- [Brief]
Please pull out every line of the data below that contains the word "white". Treat uppercase and lowercase as different.

::::::::::

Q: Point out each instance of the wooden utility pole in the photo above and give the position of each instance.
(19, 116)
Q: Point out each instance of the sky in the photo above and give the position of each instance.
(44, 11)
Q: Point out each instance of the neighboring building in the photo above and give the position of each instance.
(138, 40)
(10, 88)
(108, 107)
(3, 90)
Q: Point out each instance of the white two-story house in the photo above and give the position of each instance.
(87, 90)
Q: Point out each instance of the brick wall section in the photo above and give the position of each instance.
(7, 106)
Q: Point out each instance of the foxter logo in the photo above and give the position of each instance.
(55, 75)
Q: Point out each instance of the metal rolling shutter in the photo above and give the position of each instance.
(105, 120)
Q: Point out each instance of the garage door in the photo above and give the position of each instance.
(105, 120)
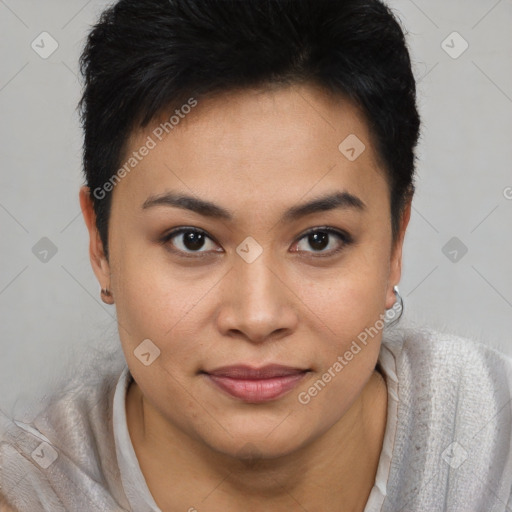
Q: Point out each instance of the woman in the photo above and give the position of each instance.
(249, 177)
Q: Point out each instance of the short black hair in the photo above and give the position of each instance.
(146, 56)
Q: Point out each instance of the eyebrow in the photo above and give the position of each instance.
(336, 200)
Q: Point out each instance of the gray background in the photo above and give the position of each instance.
(51, 315)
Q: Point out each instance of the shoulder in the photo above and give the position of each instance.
(450, 358)
(61, 455)
(454, 424)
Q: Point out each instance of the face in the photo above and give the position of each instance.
(251, 279)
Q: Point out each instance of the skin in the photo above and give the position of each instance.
(256, 153)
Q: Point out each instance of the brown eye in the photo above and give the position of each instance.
(321, 238)
(189, 241)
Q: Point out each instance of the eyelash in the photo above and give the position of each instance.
(343, 236)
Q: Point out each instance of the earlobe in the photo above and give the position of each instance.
(99, 261)
(396, 255)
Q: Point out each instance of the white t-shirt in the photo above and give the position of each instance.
(447, 444)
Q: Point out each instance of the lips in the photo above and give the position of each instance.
(256, 384)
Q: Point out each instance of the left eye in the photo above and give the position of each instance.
(320, 238)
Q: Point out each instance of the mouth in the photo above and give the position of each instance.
(256, 385)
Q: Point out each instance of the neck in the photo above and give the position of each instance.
(335, 472)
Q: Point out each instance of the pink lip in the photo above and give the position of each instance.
(256, 384)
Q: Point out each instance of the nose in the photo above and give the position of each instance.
(257, 302)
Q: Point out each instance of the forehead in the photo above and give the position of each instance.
(287, 140)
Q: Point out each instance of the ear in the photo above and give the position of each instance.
(97, 256)
(395, 271)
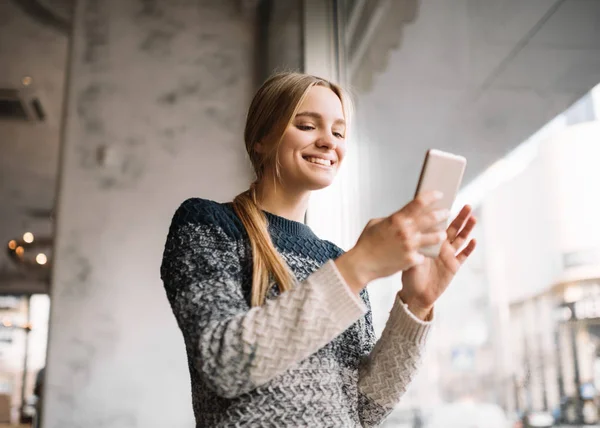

::::::::::

- [Solution for this exercise]
Q: Point out each instance of the white two-story house in the photo above and give the position of each instance.
Q: Point out each instance of the white t-shirt in the photo above and give the position of each instance.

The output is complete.